> Dataset records:
---
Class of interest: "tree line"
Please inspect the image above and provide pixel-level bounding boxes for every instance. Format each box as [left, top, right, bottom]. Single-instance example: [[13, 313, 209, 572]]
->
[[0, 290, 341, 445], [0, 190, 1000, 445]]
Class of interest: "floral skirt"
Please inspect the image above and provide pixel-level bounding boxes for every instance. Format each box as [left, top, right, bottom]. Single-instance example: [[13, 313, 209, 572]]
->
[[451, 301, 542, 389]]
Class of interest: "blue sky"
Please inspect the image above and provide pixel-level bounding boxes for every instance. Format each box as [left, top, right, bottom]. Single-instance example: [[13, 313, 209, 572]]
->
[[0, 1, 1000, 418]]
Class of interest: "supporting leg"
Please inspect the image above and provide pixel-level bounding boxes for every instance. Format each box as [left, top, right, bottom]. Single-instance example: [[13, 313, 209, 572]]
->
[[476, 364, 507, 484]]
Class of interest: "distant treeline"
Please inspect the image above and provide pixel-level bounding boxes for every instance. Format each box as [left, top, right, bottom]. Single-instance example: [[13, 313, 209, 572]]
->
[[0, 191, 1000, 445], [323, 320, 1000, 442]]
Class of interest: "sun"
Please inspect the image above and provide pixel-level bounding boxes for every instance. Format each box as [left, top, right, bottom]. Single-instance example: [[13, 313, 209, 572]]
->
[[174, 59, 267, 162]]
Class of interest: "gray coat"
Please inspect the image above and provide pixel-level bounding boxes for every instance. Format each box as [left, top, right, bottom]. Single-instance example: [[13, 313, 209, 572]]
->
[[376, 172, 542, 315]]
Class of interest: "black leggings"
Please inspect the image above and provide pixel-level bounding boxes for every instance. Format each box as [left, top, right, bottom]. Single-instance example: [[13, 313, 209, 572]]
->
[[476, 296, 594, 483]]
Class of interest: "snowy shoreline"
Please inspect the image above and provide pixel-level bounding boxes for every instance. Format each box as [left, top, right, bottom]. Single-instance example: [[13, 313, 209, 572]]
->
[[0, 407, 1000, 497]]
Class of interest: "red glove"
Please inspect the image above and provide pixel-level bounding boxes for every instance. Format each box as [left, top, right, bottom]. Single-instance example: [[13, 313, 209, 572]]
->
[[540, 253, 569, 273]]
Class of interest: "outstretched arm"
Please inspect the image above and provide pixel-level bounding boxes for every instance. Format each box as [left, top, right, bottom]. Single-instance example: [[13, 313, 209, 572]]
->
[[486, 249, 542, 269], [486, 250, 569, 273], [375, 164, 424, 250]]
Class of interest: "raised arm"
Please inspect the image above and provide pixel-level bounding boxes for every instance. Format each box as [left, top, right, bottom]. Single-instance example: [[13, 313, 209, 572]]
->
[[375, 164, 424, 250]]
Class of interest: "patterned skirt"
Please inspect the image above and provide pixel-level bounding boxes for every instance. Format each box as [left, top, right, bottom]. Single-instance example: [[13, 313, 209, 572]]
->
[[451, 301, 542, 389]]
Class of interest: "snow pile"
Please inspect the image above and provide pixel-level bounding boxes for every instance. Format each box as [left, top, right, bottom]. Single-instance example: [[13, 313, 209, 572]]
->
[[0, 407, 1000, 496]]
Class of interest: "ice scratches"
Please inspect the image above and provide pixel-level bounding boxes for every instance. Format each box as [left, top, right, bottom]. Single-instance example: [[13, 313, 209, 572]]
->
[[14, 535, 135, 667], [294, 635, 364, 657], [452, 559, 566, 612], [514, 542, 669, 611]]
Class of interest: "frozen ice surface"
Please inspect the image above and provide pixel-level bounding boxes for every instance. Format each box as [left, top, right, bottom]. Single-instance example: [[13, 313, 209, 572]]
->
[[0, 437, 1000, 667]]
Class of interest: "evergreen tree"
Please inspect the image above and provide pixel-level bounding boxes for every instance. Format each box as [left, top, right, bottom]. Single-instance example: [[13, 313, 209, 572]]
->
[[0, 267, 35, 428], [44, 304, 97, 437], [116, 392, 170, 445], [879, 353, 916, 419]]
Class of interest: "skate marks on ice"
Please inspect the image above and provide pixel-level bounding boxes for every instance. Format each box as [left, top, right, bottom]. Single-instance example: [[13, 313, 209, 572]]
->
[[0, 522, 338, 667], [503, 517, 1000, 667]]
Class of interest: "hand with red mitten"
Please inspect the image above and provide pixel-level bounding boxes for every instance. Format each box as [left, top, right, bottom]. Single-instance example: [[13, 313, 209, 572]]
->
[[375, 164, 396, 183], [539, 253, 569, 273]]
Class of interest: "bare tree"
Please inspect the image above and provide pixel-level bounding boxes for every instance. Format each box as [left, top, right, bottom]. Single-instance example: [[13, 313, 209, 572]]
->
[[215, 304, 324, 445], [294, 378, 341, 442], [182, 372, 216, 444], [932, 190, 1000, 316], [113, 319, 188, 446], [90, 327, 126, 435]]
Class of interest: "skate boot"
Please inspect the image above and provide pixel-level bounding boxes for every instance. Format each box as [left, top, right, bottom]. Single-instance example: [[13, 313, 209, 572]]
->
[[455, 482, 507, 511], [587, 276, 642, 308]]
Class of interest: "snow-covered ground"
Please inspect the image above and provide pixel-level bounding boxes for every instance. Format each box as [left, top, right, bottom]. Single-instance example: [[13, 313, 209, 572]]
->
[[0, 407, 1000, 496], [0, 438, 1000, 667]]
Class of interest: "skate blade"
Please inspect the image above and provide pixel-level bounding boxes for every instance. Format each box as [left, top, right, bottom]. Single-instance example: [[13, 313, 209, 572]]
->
---
> Directions: Begin at the first line above and stop after the line containing "[[0, 290, 341, 445], [0, 190, 1000, 445]]". Lay out those lines as a two-column CSV headed text and response, with one row for each answer and the text that precedes it, each field in double quotes and line breaks replaced by spaces.

> Written solution:
text,response
"Class of interest: ""tree line"" Please inspect the image above and provide pixel-level bounding boxes for every instance. Format each box as [left, top, right, bottom]. Single-instance example: [[13, 313, 209, 572]] ->","[[0, 290, 341, 445], [0, 190, 1000, 445]]"